Short exercise:
Show every line of the listing below that contains the word "blue". Case counts.

--

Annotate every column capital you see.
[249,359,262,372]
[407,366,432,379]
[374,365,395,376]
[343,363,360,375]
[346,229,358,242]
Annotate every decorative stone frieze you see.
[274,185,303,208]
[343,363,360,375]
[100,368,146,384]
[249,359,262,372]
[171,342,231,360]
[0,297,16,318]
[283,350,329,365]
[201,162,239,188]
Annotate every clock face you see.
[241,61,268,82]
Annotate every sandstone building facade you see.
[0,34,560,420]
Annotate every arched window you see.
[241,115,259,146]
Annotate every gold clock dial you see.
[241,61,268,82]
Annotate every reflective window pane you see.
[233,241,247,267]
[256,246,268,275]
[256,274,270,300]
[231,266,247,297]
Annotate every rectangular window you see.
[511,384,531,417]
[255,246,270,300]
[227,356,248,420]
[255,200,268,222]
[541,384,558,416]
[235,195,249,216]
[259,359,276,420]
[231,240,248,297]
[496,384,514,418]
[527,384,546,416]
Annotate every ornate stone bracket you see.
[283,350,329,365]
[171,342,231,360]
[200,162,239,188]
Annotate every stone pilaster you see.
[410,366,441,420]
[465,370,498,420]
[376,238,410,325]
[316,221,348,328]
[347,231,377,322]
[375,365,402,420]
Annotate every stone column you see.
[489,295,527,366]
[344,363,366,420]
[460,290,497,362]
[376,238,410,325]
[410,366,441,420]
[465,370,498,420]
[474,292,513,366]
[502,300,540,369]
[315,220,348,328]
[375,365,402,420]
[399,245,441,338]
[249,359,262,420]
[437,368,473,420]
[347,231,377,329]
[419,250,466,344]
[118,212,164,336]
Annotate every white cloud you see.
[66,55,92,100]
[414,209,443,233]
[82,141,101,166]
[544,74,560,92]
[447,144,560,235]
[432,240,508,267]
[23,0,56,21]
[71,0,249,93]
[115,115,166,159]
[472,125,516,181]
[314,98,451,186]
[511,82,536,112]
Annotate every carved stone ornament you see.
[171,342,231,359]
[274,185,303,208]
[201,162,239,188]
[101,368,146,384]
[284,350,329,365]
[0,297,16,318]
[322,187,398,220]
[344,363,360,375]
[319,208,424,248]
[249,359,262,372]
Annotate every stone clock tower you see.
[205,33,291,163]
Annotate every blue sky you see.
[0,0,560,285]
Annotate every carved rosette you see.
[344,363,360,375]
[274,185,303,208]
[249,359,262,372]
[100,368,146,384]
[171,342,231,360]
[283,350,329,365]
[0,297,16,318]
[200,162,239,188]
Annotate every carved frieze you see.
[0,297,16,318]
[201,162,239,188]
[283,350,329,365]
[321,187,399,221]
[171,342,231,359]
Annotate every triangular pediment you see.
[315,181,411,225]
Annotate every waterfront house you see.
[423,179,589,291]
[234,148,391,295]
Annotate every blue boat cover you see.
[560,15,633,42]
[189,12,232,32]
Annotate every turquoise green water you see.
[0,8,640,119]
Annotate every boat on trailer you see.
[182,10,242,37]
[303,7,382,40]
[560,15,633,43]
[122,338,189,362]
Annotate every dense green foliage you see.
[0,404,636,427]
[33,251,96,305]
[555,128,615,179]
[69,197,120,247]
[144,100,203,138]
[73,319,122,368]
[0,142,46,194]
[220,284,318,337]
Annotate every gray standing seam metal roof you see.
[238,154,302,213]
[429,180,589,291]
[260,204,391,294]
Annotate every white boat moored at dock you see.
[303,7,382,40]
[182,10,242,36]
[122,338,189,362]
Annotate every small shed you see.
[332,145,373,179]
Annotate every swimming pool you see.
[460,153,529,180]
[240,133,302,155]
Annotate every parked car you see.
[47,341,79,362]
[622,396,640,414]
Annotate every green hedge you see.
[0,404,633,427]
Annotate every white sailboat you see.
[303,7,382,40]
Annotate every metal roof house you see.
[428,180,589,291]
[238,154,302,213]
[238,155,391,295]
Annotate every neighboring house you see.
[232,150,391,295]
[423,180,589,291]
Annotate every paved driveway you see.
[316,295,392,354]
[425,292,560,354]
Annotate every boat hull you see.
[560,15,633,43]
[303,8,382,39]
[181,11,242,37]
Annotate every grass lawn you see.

--

Task result:
Annotate every blue sky you see.
Annotate every blue boat cover you see.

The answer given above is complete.